Start of Data excerpts
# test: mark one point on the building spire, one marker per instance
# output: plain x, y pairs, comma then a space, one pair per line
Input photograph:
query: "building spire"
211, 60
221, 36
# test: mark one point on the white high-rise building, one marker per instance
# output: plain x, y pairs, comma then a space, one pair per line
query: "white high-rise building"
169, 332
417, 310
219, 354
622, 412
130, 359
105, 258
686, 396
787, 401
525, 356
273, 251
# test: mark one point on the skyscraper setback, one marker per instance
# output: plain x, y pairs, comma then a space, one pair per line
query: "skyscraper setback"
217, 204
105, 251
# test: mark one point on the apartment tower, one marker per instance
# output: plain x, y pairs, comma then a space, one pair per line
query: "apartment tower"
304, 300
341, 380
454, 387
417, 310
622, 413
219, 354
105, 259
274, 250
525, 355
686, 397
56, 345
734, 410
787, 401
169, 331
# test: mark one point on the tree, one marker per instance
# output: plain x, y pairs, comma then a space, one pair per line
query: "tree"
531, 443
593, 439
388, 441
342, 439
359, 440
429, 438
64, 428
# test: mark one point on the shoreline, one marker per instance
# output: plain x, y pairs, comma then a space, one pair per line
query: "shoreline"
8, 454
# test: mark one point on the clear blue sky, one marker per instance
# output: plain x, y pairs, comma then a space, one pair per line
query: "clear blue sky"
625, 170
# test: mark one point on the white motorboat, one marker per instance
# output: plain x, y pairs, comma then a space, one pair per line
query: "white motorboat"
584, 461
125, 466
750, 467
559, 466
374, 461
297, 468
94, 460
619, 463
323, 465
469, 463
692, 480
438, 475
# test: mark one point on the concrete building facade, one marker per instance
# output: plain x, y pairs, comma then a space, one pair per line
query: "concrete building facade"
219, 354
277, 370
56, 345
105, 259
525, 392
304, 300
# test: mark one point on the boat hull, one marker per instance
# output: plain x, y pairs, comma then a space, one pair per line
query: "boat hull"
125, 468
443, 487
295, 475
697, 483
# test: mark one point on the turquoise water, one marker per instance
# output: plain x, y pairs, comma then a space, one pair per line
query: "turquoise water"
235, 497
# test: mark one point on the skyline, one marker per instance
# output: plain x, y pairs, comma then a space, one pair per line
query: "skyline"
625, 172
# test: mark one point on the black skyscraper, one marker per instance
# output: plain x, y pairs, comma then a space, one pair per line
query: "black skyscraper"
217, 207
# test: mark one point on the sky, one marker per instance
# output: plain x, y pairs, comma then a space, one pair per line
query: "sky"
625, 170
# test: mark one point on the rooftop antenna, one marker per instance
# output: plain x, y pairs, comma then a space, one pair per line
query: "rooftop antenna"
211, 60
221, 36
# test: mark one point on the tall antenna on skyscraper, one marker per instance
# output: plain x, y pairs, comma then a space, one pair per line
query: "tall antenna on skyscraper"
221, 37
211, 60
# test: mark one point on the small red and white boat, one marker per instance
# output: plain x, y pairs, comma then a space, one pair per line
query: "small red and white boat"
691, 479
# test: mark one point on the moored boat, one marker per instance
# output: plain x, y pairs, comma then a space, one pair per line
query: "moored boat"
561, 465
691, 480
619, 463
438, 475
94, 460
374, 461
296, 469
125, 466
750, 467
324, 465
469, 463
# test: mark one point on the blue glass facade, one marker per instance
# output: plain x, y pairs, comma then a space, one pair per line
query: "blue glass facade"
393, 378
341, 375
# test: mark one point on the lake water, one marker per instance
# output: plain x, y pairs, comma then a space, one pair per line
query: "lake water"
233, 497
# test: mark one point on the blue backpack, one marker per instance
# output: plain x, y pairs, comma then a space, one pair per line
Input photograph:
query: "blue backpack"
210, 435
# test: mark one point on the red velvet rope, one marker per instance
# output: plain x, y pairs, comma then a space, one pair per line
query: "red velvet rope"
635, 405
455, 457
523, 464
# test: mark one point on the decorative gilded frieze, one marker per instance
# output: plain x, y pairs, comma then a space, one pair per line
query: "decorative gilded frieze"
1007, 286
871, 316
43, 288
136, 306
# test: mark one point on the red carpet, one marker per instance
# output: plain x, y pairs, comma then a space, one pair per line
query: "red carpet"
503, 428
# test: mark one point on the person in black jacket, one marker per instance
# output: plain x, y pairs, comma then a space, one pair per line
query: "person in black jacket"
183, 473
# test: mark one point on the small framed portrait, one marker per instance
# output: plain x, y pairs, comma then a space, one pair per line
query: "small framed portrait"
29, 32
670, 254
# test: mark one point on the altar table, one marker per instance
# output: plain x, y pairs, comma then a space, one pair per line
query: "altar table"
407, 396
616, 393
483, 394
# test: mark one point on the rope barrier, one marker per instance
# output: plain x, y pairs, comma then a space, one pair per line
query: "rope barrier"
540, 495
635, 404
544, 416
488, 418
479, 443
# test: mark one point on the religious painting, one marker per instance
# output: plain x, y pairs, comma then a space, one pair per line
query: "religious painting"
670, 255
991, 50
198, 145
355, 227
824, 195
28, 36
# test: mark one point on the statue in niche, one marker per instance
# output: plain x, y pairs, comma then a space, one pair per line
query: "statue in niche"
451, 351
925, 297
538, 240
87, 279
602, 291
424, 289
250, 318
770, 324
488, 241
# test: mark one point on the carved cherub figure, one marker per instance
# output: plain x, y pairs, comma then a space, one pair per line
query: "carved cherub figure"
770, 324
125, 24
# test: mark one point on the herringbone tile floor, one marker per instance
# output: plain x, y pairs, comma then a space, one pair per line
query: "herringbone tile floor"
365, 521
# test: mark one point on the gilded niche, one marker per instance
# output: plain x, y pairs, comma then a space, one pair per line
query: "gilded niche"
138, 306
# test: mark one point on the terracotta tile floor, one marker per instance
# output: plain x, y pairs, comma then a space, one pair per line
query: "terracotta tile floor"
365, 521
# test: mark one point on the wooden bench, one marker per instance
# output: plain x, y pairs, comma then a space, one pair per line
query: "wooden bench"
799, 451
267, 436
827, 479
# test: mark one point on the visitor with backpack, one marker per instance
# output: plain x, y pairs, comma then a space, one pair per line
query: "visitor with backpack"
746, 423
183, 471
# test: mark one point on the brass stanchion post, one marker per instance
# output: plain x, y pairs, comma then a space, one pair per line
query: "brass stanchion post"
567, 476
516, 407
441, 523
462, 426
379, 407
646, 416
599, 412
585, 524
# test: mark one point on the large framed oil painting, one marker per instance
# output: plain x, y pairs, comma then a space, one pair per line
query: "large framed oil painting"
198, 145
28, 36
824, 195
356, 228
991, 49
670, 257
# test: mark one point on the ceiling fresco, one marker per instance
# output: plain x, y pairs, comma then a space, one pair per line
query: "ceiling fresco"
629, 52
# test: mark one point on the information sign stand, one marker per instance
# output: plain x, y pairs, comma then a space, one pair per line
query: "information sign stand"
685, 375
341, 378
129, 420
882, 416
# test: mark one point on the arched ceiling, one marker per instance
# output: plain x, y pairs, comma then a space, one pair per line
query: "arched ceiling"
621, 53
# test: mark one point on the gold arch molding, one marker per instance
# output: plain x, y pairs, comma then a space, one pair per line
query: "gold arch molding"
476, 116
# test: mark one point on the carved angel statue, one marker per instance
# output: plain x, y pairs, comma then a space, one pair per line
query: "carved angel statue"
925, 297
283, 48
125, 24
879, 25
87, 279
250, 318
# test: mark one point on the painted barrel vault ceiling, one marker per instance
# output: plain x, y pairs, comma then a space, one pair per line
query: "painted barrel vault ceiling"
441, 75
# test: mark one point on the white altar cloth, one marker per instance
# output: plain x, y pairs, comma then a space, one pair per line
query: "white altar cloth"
End of Data excerpts
▶ **Task prompt**
Write out the data above once more, exactly as it reads.

▶ **Solution to this task**
# test: mark one point on the building spire, one marker per instance
# output: plain x, y pairs, comma then a space, one pair per line
Input photograph:
query: "building spire"
211, 60
221, 36
# test: mark one point on the white high-rise building, one marker per instance
# output: plain x, y pairs, comma then a space, one pair per line
query: "white high-rise building"
169, 332
417, 310
219, 354
622, 412
130, 359
105, 258
686, 396
787, 401
525, 356
273, 251
# test: mark one point on the skyscraper setback, one marker per instance
# output: plain x, y pairs, comma then a space, one pair per line
query: "skyscraper setback"
217, 204
105, 251
# test: mark one point on the apartment tower, one marker per instance
# output: plain x, y pairs, comma then a space, one pair per line
query: "apartment tower"
304, 300
341, 380
454, 387
417, 310
622, 413
219, 354
105, 259
274, 250
525, 355
686, 397
56, 345
734, 410
787, 401
169, 331
# test: mark one point on the tree, one marker per instance
# output: plain x, y pairs, comma then a space, one pair per line
query: "tree"
531, 443
593, 439
388, 441
342, 439
359, 440
429, 438
64, 428
# test: mark one point on the shoreline, one marker per instance
# output: plain x, y pairs, comma then a space, one pair per line
query: "shoreline"
8, 454
# test: mark one point on the clear blue sky, one marker per instance
# output: plain x, y pairs, comma then a space, one pair per line
query: "clear blue sky"
625, 170
# test: mark one point on the white motorboat, one marker per instance
# output: plain x, y pairs, comma then a space, one pair per line
query: "white motorboat"
584, 461
125, 466
750, 467
559, 466
374, 461
297, 468
94, 460
619, 463
323, 465
469, 463
692, 480
438, 475
# test: mark one point on the concrete building facade, one marker per instance
# output: plain x, y pairs, comma then a space, one pair per line
query: "concrete building facade"
219, 354
277, 370
56, 345
105, 259
525, 392
304, 300
# test: mark one point on the boat hull, one marker per instance
# output: plain x, y pairs, comma then a space, one pair per line
query: "boat hull"
125, 468
443, 487
295, 475
697, 483
# test: mark one point on the turquoise water, one marker per instance
# output: plain x, y pairs, comma then a space, one pair per line
query: "turquoise water"
235, 497
# test: mark one point on the skyline, one marker per instance
# output: plain x, y pairs, comma then a space, one pair per line
query: "skyline"
625, 172
# test: mark one point on the black skyscraper, one marker per instance
# output: plain x, y pairs, comma then a space, one pair per line
query: "black skyscraper"
217, 207
# test: mark one point on the sky, one marker per instance
# output: plain x, y pairs, comma then a space, one pair per line
query: "sky"
625, 170
# test: mark one point on the rooftop antenna, one marker per instance
# output: plain x, y pairs, comma then a space, one pair per line
query: "rooftop antenna"
211, 60
221, 36
# test: mark one point on the tall antenna on skyscraper, one marker per instance
# output: plain x, y pairs, comma then a space, one pair per line
query: "tall antenna on skyscraper"
221, 37
211, 60
# test: mark one point on the small red and white boat, one marker per instance
# output: plain x, y pairs, comma then a space, one pair per line
query: "small red and white boat"
691, 479
# test: mark one point on the moored boat, one marker per instance
# output: plain x, y pairs, comma then a space, one pair per line
query: "moored boat"
561, 465
691, 480
619, 463
438, 475
94, 460
374, 461
296, 469
125, 466
750, 467
324, 465
469, 463
# test: mark one point on the blue glass facade, one marker per instance
# output: plain x, y pairs, comma then a space, one pair per line
query: "blue glass facade"
393, 378
341, 375
# test: mark one point on the lake water, one marker per instance
# output: plain x, y pairs, comma then a space, one pair per line
query: "lake water"
233, 497
# test: mark one point on the blue backpack, one marker per instance
# output: plain x, y pairs, comma then a space, one pair per line
Input photograph:
query: "blue backpack"
210, 435
# test: mark one point on the red velvet rope, one marker per instance
# output: plain x, y pairs, comma then a space, one pair per line
query: "red velvet rope"
635, 405
455, 457
523, 464
# test: mark one point on the decorative gilded frieze, one marker per instance
# output: plain x, y pairs, comma then a space, one pair per line
query: "decorative gilded frieze"
1007, 286
871, 316
43, 288
136, 306
# test: mark one point on the red carpet, one marker per instance
# output: plain x, y pairs, comma then a space, one pair per line
query: "red carpet"
503, 428
# test: mark one point on the person in black jacket, one marker per instance
# output: plain x, y pairs, comma then a space, one pair per line
query: "person in black jacket"
183, 473
# test: mark one point on the small framed portrait, one marker per instance
# output: plain x, y pairs, comma then a space, one pair per line
query: "small framed portrait"
29, 32
670, 254
# test: mark one point on the altar table, one marker per instance
# output: plain x, y pairs, comma then a space, one pair per line
query: "altar table"
407, 396
616, 393
483, 394
# test: mark one point on the rope barrier, one marker per instance
# output: plain x, y pairs, comma then a space, one pair per line
query: "rope barrier"
540, 495
635, 404
544, 416
488, 418
479, 443
# test: mark one point on the religious painting, one marker per instance
# output: plain x, y pairs, comma then a space, one pair per line
query: "religious painting"
670, 255
991, 50
198, 145
355, 227
824, 195
28, 36
# test: mark one point on the statue in niche, one marker per instance
# output: plain x, y pairs, comma then a space, one pair per line
query: "statue in niche"
451, 351
925, 297
538, 240
87, 279
602, 291
424, 289
250, 318
770, 324
488, 241
# test: mark one point on the carved cherub figure, one marker per instance
# output: plain x, y pairs, comma then a space, one pair per line
query: "carved cherub figure"
770, 324
125, 24
# test: mark one point on the herringbone tile floor, one marker per instance
# output: plain x, y pairs, comma then a space, one pair per line
query: "herringbone tile floor"
365, 521
# test: mark one point on the gilded niche, one marker per instance
# output: plain x, y pairs, comma then a space, one pair per line
query: "gilded niche"
138, 306
# test: mark one point on the terracotta tile floor, one marker per instance
# output: plain x, y pairs, comma then a space, one pair per line
query: "terracotta tile floor"
365, 521
# test: mark one point on the wooden bench, one marker per instance
# output: plain x, y pairs, comma then a space, one pair per line
query: "wooden bench"
799, 451
267, 436
827, 479
# test: mark one point on the visitor with backpack, one marker per instance
# output: plain x, y pairs, comma then a space, one pair per line
query: "visitor with backpack"
746, 423
183, 471
# test: mark one point on the brass stanchion post, one marker per instance
# output: plain x, y pairs, comma then a space, one pair per line
query: "brass stanchion post"
567, 476
516, 407
441, 523
462, 426
379, 407
646, 416
599, 412
585, 524
# test: mark one point on the large framed oil painting, one marker per instance
# output: plain x, y pairs, comma then a space, one pair per line
query: "large framed oil painting"
198, 145
28, 36
824, 195
356, 228
991, 49
670, 257
# test: mark one point on the ceiling fresco, one marker per instance
# output: plain x, y pairs, comma then a space, one pair per line
query: "ceiling fresco"
629, 52
# test: mark one point on the information sign stand, one marker per instance
# output: plain x, y pairs, comma then a space, one pair per line
query: "information sign stand"
685, 375
341, 378
129, 420
882, 416
# test: mark one point on the arched ceiling, one marker per instance
# output: plain x, y pairs, comma then a space, one pair per line
query: "arched ceiling"
621, 53
# test: mark one point on the gold arch molding, one marker per instance
# output: plain x, y pairs, comma then a space, one pair per line
query: "gold arch molding"
476, 116
# test: mark one point on the carved angel statue, one marker per instance
# output: plain x, y pairs, comma then a space, one pair per line
query: "carved angel statue"
925, 297
283, 48
125, 24
879, 25
87, 279
250, 318
# test: mark one point on the painted barrel vault ceiling, one marker per instance
# output: plain x, y pairs, comma then a space, one pair per line
query: "painted barrel vault ceiling"
441, 75
# test: mark one point on the white altar cloth, one marker per instance
# output: plain x, y pairs, comma then a space, one pair per line
query: "white altar cloth"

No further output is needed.